<<<<
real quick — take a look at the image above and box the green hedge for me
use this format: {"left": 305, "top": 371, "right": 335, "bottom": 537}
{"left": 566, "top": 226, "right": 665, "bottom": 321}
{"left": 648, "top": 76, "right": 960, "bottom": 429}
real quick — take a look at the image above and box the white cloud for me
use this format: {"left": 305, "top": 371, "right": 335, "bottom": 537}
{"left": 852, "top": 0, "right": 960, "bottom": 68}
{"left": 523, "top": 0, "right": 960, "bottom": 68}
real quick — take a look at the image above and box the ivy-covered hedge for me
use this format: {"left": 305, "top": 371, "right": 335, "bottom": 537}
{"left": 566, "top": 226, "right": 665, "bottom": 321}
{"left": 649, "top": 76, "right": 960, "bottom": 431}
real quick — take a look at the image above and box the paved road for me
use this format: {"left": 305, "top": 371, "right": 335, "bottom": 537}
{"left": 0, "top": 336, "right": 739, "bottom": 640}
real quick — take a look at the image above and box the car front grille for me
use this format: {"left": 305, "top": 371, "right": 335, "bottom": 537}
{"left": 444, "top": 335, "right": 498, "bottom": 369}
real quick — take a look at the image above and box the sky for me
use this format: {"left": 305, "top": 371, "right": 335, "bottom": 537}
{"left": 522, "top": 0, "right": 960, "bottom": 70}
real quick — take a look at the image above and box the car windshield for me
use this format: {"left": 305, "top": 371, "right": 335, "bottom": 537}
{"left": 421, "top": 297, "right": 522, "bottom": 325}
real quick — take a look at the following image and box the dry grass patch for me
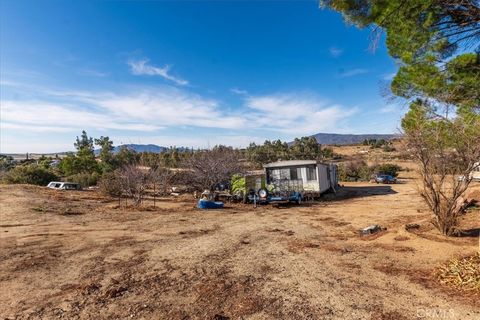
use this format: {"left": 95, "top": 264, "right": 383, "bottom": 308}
{"left": 436, "top": 253, "right": 480, "bottom": 294}
{"left": 285, "top": 239, "right": 320, "bottom": 253}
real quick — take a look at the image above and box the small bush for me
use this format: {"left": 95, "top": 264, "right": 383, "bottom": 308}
{"left": 382, "top": 144, "right": 396, "bottom": 152}
{"left": 322, "top": 147, "right": 334, "bottom": 159}
{"left": 98, "top": 171, "right": 123, "bottom": 197}
{"left": 117, "top": 165, "right": 151, "bottom": 206}
{"left": 66, "top": 172, "right": 100, "bottom": 187}
{"left": 231, "top": 174, "right": 245, "bottom": 194}
{"left": 338, "top": 160, "right": 374, "bottom": 182}
{"left": 376, "top": 163, "right": 402, "bottom": 177}
{"left": 3, "top": 165, "right": 59, "bottom": 186}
>>>>
Return only those lines of the records that contain the string "above".

real quick — take a look at the image above and box the green hedge for me
real quick — take a look at the image above and box the white cloud for me
real quick — take a look at the image above and box the ivy-covered hedge for me
real quick — take a look at the image above and box the paved road for me
real quick — take a look at the image above and box the car front grille for me
real quick — take a look at the image above and box the sky for me
real quick — take a look at the image above and box the car windshield for me
real quick — take a look at the image above and box the small bush for me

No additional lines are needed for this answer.